Quote the material below, starting at the line that contains "Two rules. Place a point on every instance of the tourist" and continuing through the end of the material, with both ends included.

▸ **Coordinate point records**
_ _ _
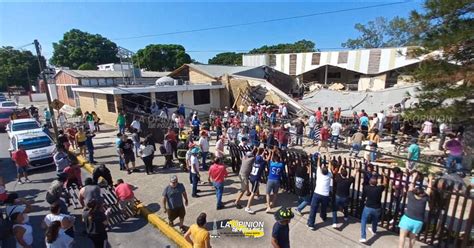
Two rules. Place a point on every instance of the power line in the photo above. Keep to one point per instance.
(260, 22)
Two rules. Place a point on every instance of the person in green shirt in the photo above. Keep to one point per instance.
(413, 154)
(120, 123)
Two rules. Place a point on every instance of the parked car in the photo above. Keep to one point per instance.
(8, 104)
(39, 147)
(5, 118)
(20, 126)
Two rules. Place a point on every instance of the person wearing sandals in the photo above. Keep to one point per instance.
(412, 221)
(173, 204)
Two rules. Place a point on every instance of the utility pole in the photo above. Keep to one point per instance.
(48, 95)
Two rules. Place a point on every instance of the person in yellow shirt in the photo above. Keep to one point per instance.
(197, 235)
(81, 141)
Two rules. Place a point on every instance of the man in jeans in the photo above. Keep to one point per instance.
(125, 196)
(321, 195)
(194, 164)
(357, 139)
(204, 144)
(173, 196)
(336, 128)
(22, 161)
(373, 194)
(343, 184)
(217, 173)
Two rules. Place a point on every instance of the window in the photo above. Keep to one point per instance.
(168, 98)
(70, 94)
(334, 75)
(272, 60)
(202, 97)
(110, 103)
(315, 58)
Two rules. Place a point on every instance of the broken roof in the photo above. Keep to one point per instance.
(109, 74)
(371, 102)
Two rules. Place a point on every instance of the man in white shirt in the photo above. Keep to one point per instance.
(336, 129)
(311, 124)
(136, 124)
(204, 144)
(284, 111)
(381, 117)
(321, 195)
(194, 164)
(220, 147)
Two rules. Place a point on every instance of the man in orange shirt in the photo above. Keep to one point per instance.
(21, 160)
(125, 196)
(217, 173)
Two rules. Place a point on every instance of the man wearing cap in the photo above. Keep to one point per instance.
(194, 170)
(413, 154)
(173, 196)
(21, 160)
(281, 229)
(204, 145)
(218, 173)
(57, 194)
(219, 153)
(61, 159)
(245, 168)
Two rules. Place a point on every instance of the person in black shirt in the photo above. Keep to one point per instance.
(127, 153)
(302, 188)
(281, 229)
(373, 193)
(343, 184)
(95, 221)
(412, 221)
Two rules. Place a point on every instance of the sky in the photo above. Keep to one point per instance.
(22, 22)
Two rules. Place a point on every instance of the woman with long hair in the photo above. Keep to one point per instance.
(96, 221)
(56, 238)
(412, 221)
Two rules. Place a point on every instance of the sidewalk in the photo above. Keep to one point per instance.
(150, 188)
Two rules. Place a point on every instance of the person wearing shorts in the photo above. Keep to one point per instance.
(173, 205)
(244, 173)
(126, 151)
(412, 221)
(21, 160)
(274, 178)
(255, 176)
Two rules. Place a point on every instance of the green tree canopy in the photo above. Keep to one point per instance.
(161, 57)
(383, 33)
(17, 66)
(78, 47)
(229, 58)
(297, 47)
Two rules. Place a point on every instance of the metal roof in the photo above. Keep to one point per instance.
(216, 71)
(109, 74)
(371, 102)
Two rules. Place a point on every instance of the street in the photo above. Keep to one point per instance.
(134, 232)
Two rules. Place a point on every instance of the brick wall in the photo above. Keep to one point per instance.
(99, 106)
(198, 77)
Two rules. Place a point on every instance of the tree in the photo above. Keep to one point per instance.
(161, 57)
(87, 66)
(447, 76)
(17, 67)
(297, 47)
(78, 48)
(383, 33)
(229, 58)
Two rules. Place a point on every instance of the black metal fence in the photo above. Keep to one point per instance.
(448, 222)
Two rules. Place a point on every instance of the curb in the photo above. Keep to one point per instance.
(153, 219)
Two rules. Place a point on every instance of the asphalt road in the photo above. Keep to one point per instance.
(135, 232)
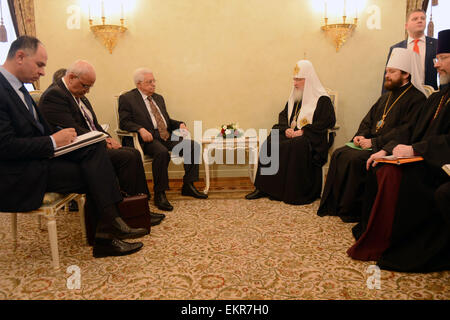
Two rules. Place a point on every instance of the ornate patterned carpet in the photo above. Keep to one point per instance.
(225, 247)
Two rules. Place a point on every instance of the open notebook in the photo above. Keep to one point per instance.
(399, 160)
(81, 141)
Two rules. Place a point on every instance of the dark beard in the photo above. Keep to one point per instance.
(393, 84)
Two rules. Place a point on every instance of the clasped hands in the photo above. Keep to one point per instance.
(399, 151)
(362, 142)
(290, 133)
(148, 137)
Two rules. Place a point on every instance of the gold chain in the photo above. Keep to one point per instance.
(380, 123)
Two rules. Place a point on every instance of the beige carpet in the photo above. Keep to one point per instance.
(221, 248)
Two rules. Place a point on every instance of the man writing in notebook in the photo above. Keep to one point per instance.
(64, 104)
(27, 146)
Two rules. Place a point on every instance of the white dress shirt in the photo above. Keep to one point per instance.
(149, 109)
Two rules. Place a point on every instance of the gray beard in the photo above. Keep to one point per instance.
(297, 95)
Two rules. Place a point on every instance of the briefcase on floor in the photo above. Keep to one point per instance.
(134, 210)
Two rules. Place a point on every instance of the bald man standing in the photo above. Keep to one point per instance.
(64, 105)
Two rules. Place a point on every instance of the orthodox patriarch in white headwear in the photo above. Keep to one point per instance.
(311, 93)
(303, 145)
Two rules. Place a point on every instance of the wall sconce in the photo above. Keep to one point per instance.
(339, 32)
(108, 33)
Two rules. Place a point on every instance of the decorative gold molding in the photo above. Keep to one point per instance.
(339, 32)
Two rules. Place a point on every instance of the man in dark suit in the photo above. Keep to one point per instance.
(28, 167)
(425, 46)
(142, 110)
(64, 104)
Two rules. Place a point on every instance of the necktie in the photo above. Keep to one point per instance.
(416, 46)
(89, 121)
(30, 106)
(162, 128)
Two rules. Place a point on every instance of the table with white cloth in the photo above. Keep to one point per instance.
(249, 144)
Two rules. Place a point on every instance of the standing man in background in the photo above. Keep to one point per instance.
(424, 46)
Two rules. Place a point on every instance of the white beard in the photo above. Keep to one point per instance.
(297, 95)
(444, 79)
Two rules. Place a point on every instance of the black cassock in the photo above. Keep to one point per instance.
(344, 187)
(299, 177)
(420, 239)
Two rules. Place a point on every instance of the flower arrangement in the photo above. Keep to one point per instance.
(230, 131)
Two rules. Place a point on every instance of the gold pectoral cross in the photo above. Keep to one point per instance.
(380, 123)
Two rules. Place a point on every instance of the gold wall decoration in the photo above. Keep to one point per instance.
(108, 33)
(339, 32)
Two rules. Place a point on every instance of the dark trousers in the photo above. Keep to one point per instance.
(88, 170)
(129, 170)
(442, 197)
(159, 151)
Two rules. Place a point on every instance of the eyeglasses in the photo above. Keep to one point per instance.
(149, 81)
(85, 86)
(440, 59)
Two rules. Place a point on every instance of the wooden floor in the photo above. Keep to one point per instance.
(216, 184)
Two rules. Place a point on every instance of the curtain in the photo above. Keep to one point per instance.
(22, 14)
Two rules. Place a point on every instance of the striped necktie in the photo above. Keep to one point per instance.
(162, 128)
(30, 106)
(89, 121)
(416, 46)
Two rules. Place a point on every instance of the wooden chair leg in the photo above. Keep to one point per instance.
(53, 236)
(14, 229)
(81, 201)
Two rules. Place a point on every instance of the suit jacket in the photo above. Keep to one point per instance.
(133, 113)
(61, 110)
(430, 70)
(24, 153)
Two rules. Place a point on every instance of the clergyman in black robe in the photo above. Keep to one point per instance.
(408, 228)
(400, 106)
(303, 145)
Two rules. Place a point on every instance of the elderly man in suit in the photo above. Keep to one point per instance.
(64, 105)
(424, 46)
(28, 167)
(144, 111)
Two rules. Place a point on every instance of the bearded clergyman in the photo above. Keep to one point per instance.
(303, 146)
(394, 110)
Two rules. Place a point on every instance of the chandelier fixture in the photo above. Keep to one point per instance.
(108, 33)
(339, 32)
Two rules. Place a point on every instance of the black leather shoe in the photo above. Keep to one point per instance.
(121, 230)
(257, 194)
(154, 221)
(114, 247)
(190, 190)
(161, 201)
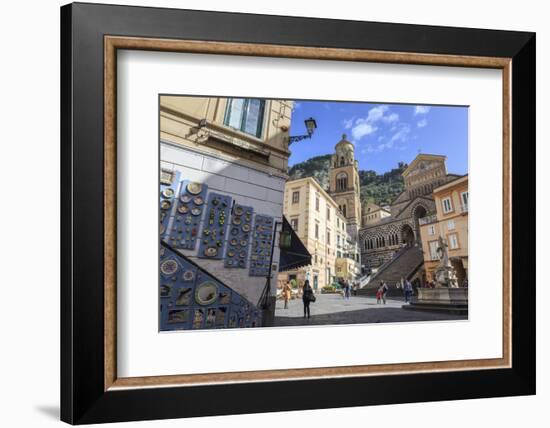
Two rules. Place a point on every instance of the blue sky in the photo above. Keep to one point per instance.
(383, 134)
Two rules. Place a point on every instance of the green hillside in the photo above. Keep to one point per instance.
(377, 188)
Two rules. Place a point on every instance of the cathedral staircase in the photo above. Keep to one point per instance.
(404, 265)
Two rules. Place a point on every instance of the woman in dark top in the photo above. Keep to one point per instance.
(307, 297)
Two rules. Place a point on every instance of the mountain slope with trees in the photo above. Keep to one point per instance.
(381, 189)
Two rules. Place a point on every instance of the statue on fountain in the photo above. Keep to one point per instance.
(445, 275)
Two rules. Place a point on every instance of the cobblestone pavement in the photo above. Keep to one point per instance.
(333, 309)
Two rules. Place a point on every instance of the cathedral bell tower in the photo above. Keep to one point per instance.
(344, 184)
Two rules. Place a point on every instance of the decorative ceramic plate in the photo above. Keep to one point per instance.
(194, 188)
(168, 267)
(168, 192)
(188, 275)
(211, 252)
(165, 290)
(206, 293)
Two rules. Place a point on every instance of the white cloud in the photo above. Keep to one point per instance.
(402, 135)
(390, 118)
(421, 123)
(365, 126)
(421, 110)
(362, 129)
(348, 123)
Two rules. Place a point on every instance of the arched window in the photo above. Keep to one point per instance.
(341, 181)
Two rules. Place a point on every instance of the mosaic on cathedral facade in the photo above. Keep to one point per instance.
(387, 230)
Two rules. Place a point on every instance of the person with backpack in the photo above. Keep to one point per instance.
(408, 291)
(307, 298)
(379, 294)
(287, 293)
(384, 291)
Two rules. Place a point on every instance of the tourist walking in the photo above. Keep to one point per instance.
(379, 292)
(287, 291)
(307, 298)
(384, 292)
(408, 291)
_ _ _
▸ **WORKED SOLUTION**
Two rules. Place a point on every instance of the tourist walking in the photo above. Keep to one point per instance.
(379, 292)
(287, 291)
(307, 298)
(384, 292)
(408, 291)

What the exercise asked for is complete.